Directions — Word for word, restate each entry that appears below.

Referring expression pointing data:
◇ ◇ ◇ ◇ ◇ ◇ ◇

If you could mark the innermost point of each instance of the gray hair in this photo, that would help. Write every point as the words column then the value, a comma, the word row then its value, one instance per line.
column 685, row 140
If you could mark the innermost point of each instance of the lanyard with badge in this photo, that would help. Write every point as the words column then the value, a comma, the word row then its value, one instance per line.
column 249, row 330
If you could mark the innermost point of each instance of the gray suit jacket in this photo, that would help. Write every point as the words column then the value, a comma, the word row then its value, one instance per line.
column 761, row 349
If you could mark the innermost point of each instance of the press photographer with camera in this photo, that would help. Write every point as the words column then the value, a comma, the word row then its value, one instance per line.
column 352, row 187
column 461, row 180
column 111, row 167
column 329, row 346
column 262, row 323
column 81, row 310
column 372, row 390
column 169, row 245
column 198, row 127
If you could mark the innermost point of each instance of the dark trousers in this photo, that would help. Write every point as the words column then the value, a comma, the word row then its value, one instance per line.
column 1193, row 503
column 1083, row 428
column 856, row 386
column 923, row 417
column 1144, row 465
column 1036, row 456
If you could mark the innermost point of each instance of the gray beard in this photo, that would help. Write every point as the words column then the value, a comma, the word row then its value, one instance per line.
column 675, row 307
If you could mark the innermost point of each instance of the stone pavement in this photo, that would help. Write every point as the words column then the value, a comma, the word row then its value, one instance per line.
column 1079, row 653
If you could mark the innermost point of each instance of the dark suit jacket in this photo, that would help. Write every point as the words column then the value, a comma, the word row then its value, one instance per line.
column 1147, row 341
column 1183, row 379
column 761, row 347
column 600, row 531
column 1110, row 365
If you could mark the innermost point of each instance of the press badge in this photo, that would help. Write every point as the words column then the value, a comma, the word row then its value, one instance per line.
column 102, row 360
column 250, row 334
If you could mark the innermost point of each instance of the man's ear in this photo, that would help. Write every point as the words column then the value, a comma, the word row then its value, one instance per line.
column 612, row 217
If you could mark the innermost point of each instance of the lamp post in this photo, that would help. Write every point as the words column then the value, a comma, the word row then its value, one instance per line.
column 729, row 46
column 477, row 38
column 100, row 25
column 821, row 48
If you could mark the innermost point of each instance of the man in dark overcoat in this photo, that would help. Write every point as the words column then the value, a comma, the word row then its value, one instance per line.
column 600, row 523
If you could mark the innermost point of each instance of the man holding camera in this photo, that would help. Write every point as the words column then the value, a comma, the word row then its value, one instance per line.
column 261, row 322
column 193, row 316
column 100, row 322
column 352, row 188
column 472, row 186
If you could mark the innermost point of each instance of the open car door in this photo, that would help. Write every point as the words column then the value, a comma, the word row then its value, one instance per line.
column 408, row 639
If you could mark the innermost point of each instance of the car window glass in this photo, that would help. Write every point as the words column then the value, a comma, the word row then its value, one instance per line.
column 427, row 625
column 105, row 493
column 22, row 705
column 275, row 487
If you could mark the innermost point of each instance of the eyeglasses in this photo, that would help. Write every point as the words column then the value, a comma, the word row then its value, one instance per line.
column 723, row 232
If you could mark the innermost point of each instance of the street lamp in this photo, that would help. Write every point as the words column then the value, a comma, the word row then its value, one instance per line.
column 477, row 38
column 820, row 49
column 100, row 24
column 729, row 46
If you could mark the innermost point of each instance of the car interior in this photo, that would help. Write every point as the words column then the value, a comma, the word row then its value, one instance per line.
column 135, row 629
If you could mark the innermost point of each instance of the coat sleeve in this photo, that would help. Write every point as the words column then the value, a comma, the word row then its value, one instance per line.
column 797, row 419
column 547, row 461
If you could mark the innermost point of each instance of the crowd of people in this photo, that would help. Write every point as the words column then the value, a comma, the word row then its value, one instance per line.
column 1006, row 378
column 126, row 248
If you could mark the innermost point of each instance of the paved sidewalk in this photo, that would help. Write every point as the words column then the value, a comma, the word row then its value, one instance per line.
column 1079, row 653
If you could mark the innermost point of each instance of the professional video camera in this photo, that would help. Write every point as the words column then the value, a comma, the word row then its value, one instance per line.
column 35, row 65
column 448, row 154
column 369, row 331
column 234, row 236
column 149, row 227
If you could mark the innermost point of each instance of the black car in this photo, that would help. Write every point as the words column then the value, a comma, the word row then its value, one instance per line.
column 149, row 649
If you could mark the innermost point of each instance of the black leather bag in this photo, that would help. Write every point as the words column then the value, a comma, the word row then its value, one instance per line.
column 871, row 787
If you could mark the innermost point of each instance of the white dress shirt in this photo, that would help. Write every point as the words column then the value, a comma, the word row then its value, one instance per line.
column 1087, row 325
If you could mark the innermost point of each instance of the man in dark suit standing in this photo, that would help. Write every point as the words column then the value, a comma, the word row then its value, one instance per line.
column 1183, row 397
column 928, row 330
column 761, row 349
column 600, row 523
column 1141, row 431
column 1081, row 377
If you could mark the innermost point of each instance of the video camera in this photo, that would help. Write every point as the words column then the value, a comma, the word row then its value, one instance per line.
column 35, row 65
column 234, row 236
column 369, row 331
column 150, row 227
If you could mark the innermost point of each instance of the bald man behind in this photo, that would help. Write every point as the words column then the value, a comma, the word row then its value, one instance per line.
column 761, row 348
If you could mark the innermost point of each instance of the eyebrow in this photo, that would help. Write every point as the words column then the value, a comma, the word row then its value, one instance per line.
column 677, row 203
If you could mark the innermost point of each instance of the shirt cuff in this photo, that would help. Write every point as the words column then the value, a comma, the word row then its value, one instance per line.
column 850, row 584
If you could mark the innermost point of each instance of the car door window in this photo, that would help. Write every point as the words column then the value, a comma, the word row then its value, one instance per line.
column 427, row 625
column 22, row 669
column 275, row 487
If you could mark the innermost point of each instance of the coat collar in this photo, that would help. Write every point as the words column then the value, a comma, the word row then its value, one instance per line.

◇ ◇ ◇ ◇ ◇ ◇ ◇

Answer to this task —
If you could mark the innermost point of each instance of the gray hair in this photo, that would help. Write every point as the words column then the value, a comma, the word row then its value, one instance per line.
column 685, row 140
If you could mark the innermost point of each instance of the lanyard with badge in this photo, that would help. Write every point as the words column then the value, a comma, the word row then its value, one instance per line.
column 249, row 330
If you could mark the innermost point of each instance of the gray suit jacket in this photo, that would help. Write every point as the words column then the value, a comma, the word row then its value, one instance per line.
column 761, row 349
If you could mark the innermost point of each instance of the press photographer with camera in this photo, that would help. Write every point as the words column then the value, a comma, the word row then its value, one instance per line.
column 352, row 187
column 461, row 180
column 111, row 167
column 329, row 346
column 262, row 323
column 81, row 310
column 372, row 390
column 169, row 245
column 198, row 127
If you could mark the innermost point of each instance of the dark trousers in this photo, that would help. Write every point as the words column then the value, a comma, the word row then its value, one instance per line.
column 1193, row 503
column 1083, row 428
column 856, row 386
column 923, row 417
column 1144, row 465
column 1036, row 456
If you could mark the innermost point of each instance of the gray beard in this photo, that would help. Write every point as the words column then the value, a comma, the word row then its value, one instance per line.
column 675, row 307
If you could mark the innermost point of each instance of the stone pavement in this photo, that would help. Write every point as the words column then the value, a comma, the word row then its value, one instance per line.
column 1079, row 653
If you could mark the innermost point of each instance of the dark suit jacket in this photo, that would help. Write every point as the words column then the value, a comma, the word row then its value, one instance per line.
column 1147, row 341
column 1183, row 379
column 761, row 347
column 600, row 531
column 1110, row 365
If you could mark the innermost point of each instance of the press badge in this photo, that would help. Write every point as the words column then the value, a comma, the word row then its value, one instance per line.
column 102, row 360
column 250, row 334
If you could mark the innermost point of each instance of the man's ear in this photo, that would help. Write every point as the words column then the value, a comma, the word row then its value, one instance per line.
column 612, row 217
If you could mark the innermost point of each instance of the lamp post in this photo, that would help. Write every point as the words column then the value, a comma, the word row then its value, one instance per line.
column 729, row 46
column 477, row 38
column 100, row 25
column 821, row 48
If you could mark the innermost point of each instance of the man in dark overcoat in this photo, that would help. Write every point as the words column then the value, a comma, the word row then its value, one instance per line.
column 600, row 523
If you could mark the innermost point of each instance of the man holding camera in this photo, that would help. Write every point as the words column then the value, a comma, the word row then its value, one instance per line.
column 261, row 322
column 193, row 316
column 100, row 322
column 352, row 188
column 472, row 186
If you could mark the innermost point of each instance of the open car door in this photo, that would help. Write every point as the words column then the value, a comma, the word row then its value, one instance per line.
column 408, row 639
If you could mark the innermost point of each instance of the car window glass in this photo, that would help. Write every point as the words column then the value, a comma, the word row then its value, one instance per line.
column 427, row 625
column 105, row 493
column 22, row 705
column 275, row 487
If you could mark the innermost point of each instance of the eyeglasses in this photo, that would help. Write every point as the words column then the value, a comma, the word row then its value, one instance per line.
column 723, row 232
If you could mark the innermost point of each instance of the street lamp in this photo, that would help. Write every point as the words column then the value, a comma, the word row then its value, one instance per line.
column 477, row 38
column 820, row 49
column 100, row 24
column 729, row 46
If you could mark the innermost point of each instance of the car interior in this photo, that would help. Write every point as the words column then the value, a comma, the word row then its value, one instance per line.
column 135, row 629
If you could mark the innermost point of each instance of the coat sleeve in this photo, that would help. Write every point as the words column then the value, a comma, the word row then its value, one instance per line.
column 797, row 419
column 547, row 461
If you could mark the innermost point of each instance of the crowd of people in this photo, that would help. Write every point as the words column then the value, a comma, the word row then its value, one instance per line.
column 1006, row 378
column 126, row 248
If you could mark the innermost point of each instance of the paved sidewalk in this photo, that would help. Write every point as the words column then the value, a comma, the word row then its value, one instance per line.
column 1079, row 653
If you could mark the innermost point of each instance of the professional video camera in this photo, that would help. Write every point as the words column then the value, a comma, the word row then its value, one instance per line.
column 35, row 65
column 448, row 154
column 369, row 331
column 234, row 236
column 149, row 227
If you could mark the innermost point of each instance of the black car in this photo, that would help. Write every point as the words column then the value, a comma, the word row then its value, one instance per line.
column 149, row 649
If you could mark the innermost point of each instance of the black leather bag in this photo, that would help. Write every point as the words column then the value, a comma, the word row then its value, one instance per line.
column 871, row 787
If you could mark the innermost point of each instance of the white dress shirt in this photo, that would help. Write every point as the words column then the value, a comma, the word row then its value, one instance per line.
column 1087, row 325
If you could mark the innermost point of each instance of the man in dark suit standing in this photo, that would help. Write every point as the words column then the value, a comma, the word row then its value, one instance per line.
column 1183, row 397
column 928, row 330
column 761, row 349
column 600, row 523
column 1141, row 431
column 1081, row 377
If you could mark the innermost point of each instance of the video camera in this photo, that would help. Write every point as the words column then the value, a comma, the word row then its value, one instance per line.
column 35, row 65
column 234, row 236
column 369, row 331
column 150, row 227
If you could mark the innermost point of each instance of the bald man behind in this photo, that would help. Write every point as the words column then the value, a comma, the word row then its value, one instance per line.
column 761, row 348
If you could mark the innermost point of each instance of the eyebrow in this photo, that would help. Write every point as the words column then the value, a comma, the word row then its value, one instance per line.
column 677, row 203
If you could mark the innermost point of each instance of the shirt cuff in this photo, that would help. Write every point as the words column then the value, a comma, the word row then its value, one instance per line.
column 850, row 584
If you could mark the innermost point of each instance of the car door window in this photo, that would help. Write every point as the words column then the value, a comma, the word row then its value, one instance per line.
column 427, row 625
column 22, row 669
column 275, row 487
If you could mark the innermost point of each instance of the coat collar in this photo, that would help. Write every point as the words column then the value, a comma, the word row then its value, one instance per line.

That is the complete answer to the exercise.